* _Task objective_
Please rewrite everything in the compact crankset thread from "## CHT (Mar" down to "standard crank later.", using "summer" in place of "winter".

* _Text section_
# Racing with a compact crankset?



## Gnarly 928 (Nov 19, 2005)

I trying out a compact this season, attempting to increase my climbing speed by climbing at a higher cadence. I was racing and training on a 39/53 and train on a 12/25 cassette, sticking on cassettes to match whatever course I raced.. 12/21 has worked for me in crits, 11/23 or 25 for mountain RRs or events with a big downhill. Pretty much had gearing that crankset down..but now....

I'm on a 34/50. I've been finding my 11/23 is a good "all around" combo for the 'vertical' area where I train. Long sustained climbs and downhills abound. But what about crits and sprint finishes in the flats? Can I use a 12 and still be ok in a sprint? "Old guy Masters class is where I usually race"...or some cat 4s (I do about an hour 40k TT time)...so I am not sprinting against guys like Cav. 

I'd love to have the closer gear spacing for flatter races and crits, but sprinting is where I get my few podiums. I calculate about 40mph at 110 with an 11 and 36mph with a 12/50...I know on the downhills the 50/12 combo doesn't get it..can't keep up, gets spun-out. but in a sprint? 

What are you guys using as cog sets for flatter races with compact cranks? 

Thanks


----------



## bmxhacksaw (Mar 26, 2008)

I spun a 50-12 up to 44.49 mph drafting behind a truck last Friday


----------



## den bakker (Nov 13, 2004)

It's only on the internet people spin out their 50/12 in flat sprints 



Gnarly 928 said:


> I trying out a compact this season, attempting to increase my climbing speed by climbing at a higher cadence. I was racing and training on a 39/53 and train on a 12/25 cassette, sticking on cassettes to match whatever course I raced.. 12/21 has worked for me in crits, 11/23 or 25 for mountain RRs or events with a big downhill. Pretty much had gearing that crankset down..but now....
> 
> I'm on a 34/50. I've been finding my 11/23 is a good "all around" combo for the 'vertical' area where I train. Long sustained climbs and downhills abound. But what about crits and sprint finishes in the flats? Can I use a 12 and still be ok in a sprint? "Old guy Masters class is where I usually race"...or some cat 4s (I do about an hour 40k TT time)...so I am not sprinting against guys like Cav.
> 
> ...


----------



## CHT (Mar 1, 2001)

My new (to me) race bike came with a compact crank. I trained on the compact the whole winter and I've been racing on a compact 12/23 every week for over a month now. I've never used a compact before, and it would not have been my first choice for no other reason than I had it in my mind that real racers don't do compacts (I'm also more of a climber and never had an issue with a standard 12/23 or 25 for serious hills). The price for the bike was too good to pass up, so I figured I can always get a standard crank later.

* _Recorded information_
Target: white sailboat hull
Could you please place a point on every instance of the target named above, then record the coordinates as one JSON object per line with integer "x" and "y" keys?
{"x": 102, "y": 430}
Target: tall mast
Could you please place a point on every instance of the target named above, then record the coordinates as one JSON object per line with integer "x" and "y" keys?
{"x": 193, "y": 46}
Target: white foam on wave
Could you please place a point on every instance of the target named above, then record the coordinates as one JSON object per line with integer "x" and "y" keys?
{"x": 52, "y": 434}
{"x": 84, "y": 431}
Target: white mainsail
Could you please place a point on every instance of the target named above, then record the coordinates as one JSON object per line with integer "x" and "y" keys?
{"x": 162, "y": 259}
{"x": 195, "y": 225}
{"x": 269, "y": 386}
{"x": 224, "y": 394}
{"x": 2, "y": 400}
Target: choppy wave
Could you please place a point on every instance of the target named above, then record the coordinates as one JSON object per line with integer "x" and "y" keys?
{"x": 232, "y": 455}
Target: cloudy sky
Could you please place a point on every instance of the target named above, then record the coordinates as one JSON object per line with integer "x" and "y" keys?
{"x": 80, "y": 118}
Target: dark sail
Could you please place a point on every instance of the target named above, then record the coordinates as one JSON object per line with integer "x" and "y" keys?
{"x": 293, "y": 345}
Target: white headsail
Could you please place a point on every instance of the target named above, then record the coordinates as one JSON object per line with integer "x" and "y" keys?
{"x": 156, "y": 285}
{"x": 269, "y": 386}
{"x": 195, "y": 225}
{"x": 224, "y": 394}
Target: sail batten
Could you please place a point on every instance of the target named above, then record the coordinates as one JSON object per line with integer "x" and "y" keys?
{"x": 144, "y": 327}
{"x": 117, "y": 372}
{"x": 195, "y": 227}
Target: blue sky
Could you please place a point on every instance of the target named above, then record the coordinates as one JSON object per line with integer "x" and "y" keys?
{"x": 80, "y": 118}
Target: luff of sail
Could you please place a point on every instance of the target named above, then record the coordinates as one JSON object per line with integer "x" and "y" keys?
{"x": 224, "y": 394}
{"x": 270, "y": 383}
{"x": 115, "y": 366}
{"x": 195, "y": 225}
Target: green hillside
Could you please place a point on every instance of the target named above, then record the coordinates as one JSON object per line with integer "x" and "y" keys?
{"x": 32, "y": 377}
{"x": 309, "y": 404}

* _Task solution_
## CHT (Mar 1, 2001)

My new (to me) race bike came with a compact crank. I trained on the compact the whole summer and I've been racing on a compact 12/23 every week for over a month now. I've never used a compact before, and it would not have been my first choice for no other reason than I had it in my mind that real racers don't do compacts (I'm also more of a climber and never had an issue with a standard 12/23 or 25 for serious hills). The price for the bike was too good to pass up, so I figured I can always get a standard crank later.